> [EXERCISE AIM] Starting at the line below that contains "# point at: the textured", print each line through the end of the records exactly as it appears.

> [INPUT ROWS]
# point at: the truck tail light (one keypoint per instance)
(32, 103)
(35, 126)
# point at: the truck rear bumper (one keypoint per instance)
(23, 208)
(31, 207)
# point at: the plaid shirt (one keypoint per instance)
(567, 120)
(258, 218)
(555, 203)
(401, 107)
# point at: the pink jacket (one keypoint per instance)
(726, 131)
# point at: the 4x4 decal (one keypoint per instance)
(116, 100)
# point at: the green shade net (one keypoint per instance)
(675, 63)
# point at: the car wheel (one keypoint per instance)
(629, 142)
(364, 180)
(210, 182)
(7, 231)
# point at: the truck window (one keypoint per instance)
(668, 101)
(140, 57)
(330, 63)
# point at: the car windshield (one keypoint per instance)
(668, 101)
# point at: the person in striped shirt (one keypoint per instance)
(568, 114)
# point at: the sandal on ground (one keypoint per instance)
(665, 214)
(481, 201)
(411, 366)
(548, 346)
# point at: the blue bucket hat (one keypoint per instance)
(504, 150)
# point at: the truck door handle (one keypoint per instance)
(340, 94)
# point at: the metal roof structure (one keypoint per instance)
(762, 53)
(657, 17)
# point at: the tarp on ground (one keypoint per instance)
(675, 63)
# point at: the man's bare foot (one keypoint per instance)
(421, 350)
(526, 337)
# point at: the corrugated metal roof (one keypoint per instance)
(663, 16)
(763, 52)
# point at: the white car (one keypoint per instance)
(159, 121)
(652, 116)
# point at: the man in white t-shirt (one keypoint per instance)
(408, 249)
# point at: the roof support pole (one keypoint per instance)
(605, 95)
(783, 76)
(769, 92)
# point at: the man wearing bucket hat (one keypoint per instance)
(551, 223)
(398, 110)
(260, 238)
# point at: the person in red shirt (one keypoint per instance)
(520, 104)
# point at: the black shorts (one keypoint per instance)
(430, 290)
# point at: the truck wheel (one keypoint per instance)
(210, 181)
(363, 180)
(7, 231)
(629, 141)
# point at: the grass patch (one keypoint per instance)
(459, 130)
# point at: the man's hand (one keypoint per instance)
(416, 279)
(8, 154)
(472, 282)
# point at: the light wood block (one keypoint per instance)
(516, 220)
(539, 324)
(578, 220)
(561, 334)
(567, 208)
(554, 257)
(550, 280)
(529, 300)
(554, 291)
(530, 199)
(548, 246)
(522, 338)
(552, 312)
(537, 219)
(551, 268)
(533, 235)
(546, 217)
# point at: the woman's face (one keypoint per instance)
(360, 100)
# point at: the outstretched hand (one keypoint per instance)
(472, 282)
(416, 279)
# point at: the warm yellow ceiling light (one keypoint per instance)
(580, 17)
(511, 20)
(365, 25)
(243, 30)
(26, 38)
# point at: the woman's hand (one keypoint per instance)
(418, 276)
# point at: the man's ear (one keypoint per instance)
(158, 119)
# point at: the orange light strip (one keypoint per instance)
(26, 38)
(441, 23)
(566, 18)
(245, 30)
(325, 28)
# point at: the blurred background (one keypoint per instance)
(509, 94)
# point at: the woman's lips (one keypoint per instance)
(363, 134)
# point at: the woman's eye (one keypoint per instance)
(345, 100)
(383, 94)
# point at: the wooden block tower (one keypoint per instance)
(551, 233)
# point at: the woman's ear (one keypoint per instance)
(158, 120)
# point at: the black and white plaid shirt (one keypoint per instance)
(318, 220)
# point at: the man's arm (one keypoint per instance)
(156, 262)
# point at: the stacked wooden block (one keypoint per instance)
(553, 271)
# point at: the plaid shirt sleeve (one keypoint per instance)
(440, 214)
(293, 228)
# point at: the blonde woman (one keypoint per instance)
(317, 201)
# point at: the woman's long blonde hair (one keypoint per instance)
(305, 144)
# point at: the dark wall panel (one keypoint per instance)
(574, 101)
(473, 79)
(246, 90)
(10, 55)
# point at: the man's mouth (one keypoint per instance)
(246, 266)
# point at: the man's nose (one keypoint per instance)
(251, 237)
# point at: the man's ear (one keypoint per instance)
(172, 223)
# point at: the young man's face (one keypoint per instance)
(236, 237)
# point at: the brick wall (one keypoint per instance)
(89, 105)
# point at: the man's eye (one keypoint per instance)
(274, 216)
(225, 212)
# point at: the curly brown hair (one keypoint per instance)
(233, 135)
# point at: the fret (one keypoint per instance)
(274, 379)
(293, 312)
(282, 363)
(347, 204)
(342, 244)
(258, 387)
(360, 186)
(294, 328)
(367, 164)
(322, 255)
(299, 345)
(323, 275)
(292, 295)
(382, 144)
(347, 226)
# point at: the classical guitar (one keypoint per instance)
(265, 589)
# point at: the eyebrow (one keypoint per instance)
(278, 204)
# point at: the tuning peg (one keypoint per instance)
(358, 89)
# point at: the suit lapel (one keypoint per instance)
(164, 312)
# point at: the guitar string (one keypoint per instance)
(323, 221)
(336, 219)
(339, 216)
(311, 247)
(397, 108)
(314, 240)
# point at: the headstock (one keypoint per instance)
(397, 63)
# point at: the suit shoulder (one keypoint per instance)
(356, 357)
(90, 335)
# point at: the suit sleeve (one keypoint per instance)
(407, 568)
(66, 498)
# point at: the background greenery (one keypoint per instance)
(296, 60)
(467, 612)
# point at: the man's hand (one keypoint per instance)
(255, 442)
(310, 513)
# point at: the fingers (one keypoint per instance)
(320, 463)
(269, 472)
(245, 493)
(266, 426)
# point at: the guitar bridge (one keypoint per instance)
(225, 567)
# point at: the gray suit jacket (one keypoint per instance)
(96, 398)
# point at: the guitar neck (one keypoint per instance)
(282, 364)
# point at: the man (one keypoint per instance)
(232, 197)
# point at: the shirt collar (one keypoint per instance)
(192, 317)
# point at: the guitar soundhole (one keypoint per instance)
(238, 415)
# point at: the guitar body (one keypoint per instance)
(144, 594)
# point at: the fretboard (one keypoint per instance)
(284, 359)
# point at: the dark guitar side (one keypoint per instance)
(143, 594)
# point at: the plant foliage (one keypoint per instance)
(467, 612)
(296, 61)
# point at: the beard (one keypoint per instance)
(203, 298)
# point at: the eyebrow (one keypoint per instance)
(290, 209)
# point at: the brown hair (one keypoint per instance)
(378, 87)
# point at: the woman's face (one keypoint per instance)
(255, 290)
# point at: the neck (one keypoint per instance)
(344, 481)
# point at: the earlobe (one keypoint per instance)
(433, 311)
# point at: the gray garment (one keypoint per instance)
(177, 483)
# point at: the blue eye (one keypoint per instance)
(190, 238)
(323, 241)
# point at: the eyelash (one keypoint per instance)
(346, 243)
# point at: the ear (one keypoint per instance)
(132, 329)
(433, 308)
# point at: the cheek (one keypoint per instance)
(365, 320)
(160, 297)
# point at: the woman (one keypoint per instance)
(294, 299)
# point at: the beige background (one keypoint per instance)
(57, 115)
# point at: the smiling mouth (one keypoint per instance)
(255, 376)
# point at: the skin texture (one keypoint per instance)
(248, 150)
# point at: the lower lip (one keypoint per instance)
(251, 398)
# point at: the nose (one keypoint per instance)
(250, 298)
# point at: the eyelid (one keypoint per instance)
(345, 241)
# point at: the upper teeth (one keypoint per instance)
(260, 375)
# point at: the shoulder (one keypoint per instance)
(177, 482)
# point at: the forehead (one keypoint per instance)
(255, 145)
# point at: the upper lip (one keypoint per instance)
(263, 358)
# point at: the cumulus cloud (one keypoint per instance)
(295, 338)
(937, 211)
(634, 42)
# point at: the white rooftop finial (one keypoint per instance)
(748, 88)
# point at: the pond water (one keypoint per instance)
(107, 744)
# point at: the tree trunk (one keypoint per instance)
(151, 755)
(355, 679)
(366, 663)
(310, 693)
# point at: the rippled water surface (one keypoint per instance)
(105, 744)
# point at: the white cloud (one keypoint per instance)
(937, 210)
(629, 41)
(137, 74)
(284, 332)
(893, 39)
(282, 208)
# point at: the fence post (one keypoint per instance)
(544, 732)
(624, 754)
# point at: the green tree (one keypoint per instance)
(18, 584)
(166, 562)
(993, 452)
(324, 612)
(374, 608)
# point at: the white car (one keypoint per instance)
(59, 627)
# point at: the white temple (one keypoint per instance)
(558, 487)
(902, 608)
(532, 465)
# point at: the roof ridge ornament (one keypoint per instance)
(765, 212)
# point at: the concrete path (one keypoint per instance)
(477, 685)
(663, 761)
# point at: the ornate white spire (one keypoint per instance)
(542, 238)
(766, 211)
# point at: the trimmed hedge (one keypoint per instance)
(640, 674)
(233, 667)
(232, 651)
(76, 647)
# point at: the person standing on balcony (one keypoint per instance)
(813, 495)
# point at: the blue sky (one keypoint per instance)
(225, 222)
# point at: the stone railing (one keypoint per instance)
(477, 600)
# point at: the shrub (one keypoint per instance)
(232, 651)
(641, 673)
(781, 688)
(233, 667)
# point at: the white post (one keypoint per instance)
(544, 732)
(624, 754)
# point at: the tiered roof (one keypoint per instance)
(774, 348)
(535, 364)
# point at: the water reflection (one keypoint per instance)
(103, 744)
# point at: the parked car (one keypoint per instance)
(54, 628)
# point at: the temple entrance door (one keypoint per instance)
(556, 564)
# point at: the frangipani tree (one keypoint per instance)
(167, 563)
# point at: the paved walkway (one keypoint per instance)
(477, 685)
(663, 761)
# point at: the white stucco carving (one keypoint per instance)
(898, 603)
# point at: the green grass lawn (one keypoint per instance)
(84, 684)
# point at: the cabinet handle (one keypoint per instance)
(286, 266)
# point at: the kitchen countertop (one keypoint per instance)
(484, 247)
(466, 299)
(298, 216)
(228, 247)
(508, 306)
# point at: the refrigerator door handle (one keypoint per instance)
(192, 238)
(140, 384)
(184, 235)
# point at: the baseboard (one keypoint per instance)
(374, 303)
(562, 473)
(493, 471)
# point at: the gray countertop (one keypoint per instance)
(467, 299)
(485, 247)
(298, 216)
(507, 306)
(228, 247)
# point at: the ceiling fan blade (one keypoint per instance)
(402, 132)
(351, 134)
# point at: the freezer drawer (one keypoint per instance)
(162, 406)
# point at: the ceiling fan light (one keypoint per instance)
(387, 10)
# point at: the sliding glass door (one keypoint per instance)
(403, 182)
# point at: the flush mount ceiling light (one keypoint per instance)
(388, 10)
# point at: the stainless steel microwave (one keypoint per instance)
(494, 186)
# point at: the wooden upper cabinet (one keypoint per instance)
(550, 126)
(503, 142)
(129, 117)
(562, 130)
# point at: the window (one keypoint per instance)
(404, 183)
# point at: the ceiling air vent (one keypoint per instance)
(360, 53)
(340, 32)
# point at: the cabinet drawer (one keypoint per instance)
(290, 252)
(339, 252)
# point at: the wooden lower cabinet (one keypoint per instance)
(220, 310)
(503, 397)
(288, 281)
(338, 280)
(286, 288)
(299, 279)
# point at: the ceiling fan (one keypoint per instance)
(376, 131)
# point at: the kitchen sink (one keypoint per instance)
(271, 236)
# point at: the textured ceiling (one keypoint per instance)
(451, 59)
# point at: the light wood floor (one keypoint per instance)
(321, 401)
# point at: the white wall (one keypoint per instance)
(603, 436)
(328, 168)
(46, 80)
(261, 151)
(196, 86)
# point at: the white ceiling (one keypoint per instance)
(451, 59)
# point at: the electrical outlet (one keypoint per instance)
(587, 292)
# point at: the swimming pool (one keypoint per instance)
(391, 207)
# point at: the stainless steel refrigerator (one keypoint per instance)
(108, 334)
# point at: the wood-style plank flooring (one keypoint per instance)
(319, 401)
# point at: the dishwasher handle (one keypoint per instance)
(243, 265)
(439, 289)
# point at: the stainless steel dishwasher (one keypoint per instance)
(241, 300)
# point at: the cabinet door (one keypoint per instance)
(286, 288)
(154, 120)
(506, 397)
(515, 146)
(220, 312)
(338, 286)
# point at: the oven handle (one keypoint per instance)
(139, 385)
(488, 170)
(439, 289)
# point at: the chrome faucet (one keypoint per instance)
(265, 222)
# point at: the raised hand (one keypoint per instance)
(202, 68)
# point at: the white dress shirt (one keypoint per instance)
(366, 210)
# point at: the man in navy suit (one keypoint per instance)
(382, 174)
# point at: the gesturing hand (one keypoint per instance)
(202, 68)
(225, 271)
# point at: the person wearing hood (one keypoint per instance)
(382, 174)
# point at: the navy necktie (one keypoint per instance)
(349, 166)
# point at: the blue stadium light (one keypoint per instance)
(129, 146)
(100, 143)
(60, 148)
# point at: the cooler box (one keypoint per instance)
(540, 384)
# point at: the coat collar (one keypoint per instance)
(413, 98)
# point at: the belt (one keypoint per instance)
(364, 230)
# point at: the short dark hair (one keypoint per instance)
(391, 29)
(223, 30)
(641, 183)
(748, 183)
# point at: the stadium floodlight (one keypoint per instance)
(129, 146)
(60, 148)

> [SOLUTION TO THIS PROBLEM]
# point at: the textured ceiling (one keypoint per instance)
(451, 59)
# point at: the light wood floor (one keypoint per instance)
(321, 401)
# point at: the white wall (one keypoint per instance)
(603, 436)
(328, 168)
(46, 80)
(261, 151)
(196, 86)
# point at: the white ceiling (one keypoint per instance)
(451, 59)
# point at: the electrical outlet (one keypoint per instance)
(587, 292)
# point at: the swimming pool (one keypoint per instance)
(391, 207)
# point at: the stainless steel refrigerator (one keypoint per instance)
(108, 334)
# point at: the wood-style plank flooring (one keypoint per instance)
(319, 401)
# point at: the dishwasher handle (one keypoint per instance)
(243, 265)
(439, 289)
# point at: the stainless steel dishwasher (one keypoint per instance)
(241, 300)
# point at: the cabinet door (one keypoint per instance)
(286, 288)
(154, 120)
(506, 397)
(515, 146)
(220, 312)
(338, 286)
# point at: the oven handle (one keypoint per instance)
(139, 385)
(488, 170)
(439, 289)
# point at: the chrome faucet (one keypoint per instance)
(265, 222)
# point at: the raised hand (one keypoint per instance)
(202, 68)
# point at: the white dress shirt (one keypoint per instance)
(366, 210)
# point at: the man in navy suit (one keypoint per instance)
(382, 174)
# point at: the gesturing hand (one keypoint per instance)
(202, 68)
(225, 271)
# point at: the person wearing hood (one keypoint per instance)
(382, 174)
# point at: the navy necktie (one keypoint per instance)
(349, 166)
# point at: the blue stadium light (one keypoint per instance)
(129, 146)
(100, 143)
(60, 148)
# point at: the cooler box (one keypoint per instance)
(540, 384)
# point at: the coat collar (one keypoint per instance)
(413, 98)
# point at: the belt (one keypoint per instance)
(364, 230)
# point at: the short dark hair (one keypoint per instance)
(391, 29)
(223, 30)
(641, 183)
(748, 183)
# point at: the stadium floodlight (one keypoint per instance)
(129, 146)
(60, 148)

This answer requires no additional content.